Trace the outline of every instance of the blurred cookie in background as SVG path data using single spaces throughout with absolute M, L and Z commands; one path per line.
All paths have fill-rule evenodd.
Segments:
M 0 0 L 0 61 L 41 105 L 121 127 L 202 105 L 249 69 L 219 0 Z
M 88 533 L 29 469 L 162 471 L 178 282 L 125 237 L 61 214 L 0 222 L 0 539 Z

▶ _EXERCISE_
Present each line of the entries above as a Markdown table with the columns Row and Line, numbering the lines in order and omitting any blank ones.

▶ _RESPONSE TO THIS EXERCISE_
| Row | Line |
|---|---|
| 1 | Trace the outline of every instance of the blurred cookie in background as SVG path data using single spaces throughout with absolute M, L and Z commands; one path per line. |
| 2 | All paths have fill-rule evenodd. |
| 3 | Segments: |
| 4 | M 0 0 L 0 61 L 41 105 L 121 127 L 202 105 L 249 69 L 219 0 Z |
| 5 | M 88 533 L 29 469 L 162 471 L 178 282 L 125 237 L 61 214 L 0 222 L 0 539 Z |